____ SOURCE INFORMATION
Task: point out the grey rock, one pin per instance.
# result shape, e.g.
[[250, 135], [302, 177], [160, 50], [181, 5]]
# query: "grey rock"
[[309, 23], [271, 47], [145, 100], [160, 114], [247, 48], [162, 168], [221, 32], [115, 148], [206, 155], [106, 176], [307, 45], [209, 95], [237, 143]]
________
PROBLEM TO SOLVE
Write out every entry again exactly, please, with nothing missing.

OUTPUT
Task: point out the grey rock, one pin per instance.
# result shape, e.g.
[[250, 135], [302, 177], [160, 50], [181, 5]]
# query: "grey rock"
[[309, 23], [271, 47], [145, 100], [160, 114], [247, 48], [162, 168], [221, 32], [115, 148], [206, 155], [106, 176], [307, 45], [209, 95], [237, 143]]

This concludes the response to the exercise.